## [Énoncé 1]
D'après l'extrait sur de Gaulle, que devient tout Français quand il déguste son Pernod au bar ?
## [Énoncé 2]
Poursuivez l'extrait sur de Gaulle à partir de sa dernière phrase.

## [Extrait du document]

══════

C’est un fait que les plus fidèles partisans de de Gaulle sont ceux qui croient le moins à sa perspicacité, le respect dont il est entouré est très grand, mais inversement proportionnel à la confiance politique qu’il inspire. Ce n’est pas le Pays avec ses classes sociales, mais la conscience de chaque Français qui est divisée entre gaullisme et antigaullisme selon les problèmes, les humeurs et les suggestions de l’heure. Tout Français, le 14 juillet, ou quand il passe devant les Invalides, se sent Gaulliste. Mais quand il déguste son Pernod au bar il devient antigaulliste. Sur un état d’âme aussi instable, on ne peut constituer un parti (il n’y a pas de parti gaulliste) et encore moins un régime C’est là-dessus que se fondaient aussi ben les Comités de Salut Public que les porte-paroles du « système ». Ils se disaient : C’est une figure historique : la politique, c’est nous qui la ferons. Il est douteux cependant que cette opinion se confirme. De Gaulle jusqu’ici n’a pas commis d’erreurs. Il a montré qu’il savait se soustraire à l’histoire pour s’intégrer dans la politique avec une remarquable désinvolture. Il n’a pas d’inspirateurs. Il a pris seul ses décisions et s’est rendu exactement compte du jeu complexe qui se fait autour de lui et en son nom et n’a confié à personne comment il entendait le résoudre. »

══════

## [Lignes fournies]
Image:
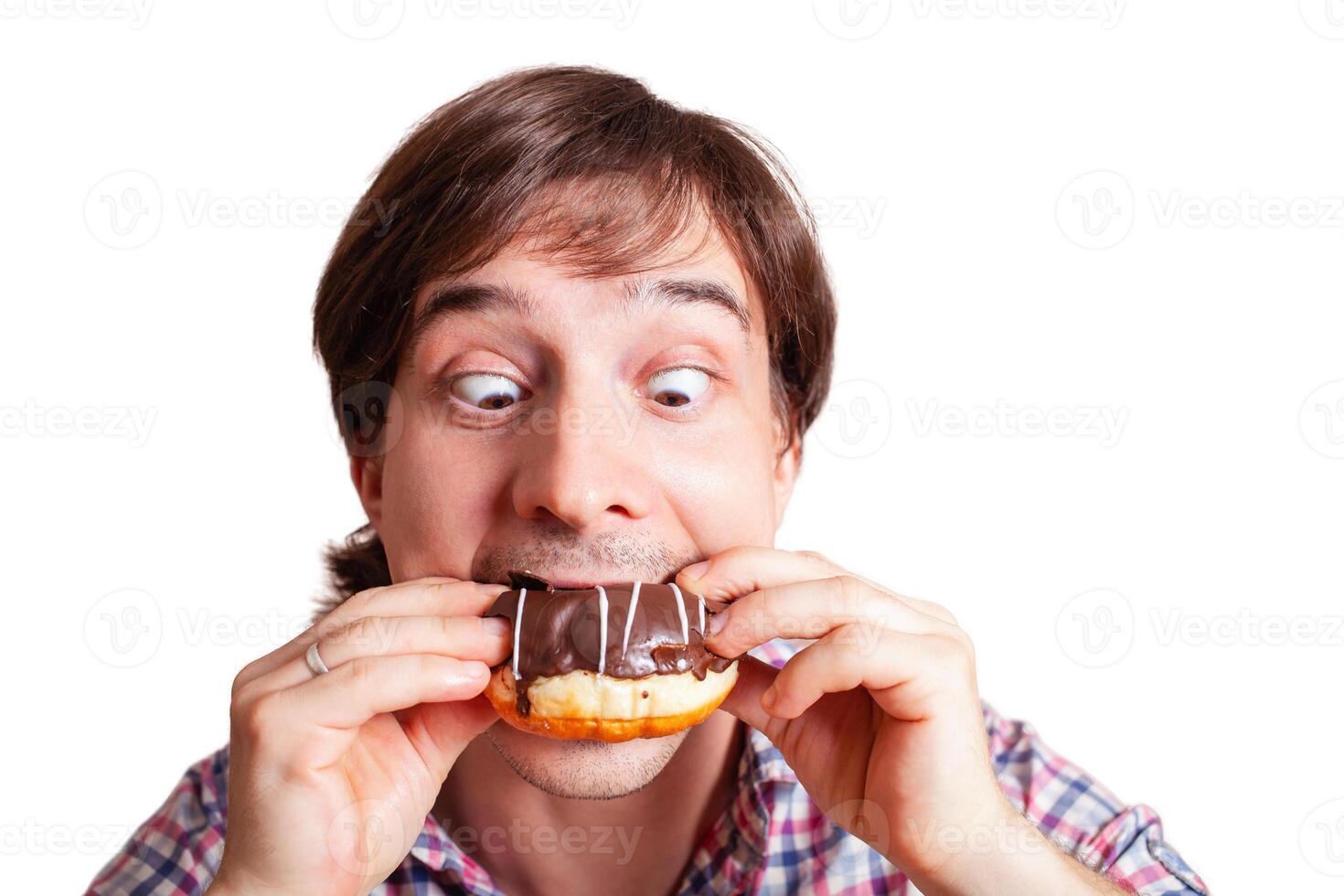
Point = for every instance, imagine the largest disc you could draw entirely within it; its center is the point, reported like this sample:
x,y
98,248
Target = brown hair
x,y
629,174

══════

## [Réponse 1]
Il devient antigaulliste.

## [Réponse 2]
Si nos lecteurs se souviennent de nos précédents articles, ils comprendront l’intérêt que nous portons à cette analyse…

« ….Cependant nous sommes convaincus qu’au rôle de Naguib que les colonels lui offrent, le Général préfèrera celui de dictateur romain, comme le prouve les six mois qu’il s’est fixé, bien qu’on ait l’impression qu’il vise plutôt qu’à s’insérer dans le système, à se l’annexer pour lui-même. Nous sommes également persuadés qu’il se refusera à coaguler les forces de la sédition dans un parti ce qui le conduirait fatalement à la dictature. Cependant, ces bonnes intentions, il devra les adapter à une situation qui ne peut être plus ambiguë et qui peut aussi bien conduire à une nouvelle crise, qu’enliser tout effort de rénovation, dans une immobilité pire que celle qu’on reprochait à l’ancien régime ; quant aux espérances, nous partageons pleinement celles de nos amis Français leur souhaitant et à nous aussi qu’elles se réalisent toutes ».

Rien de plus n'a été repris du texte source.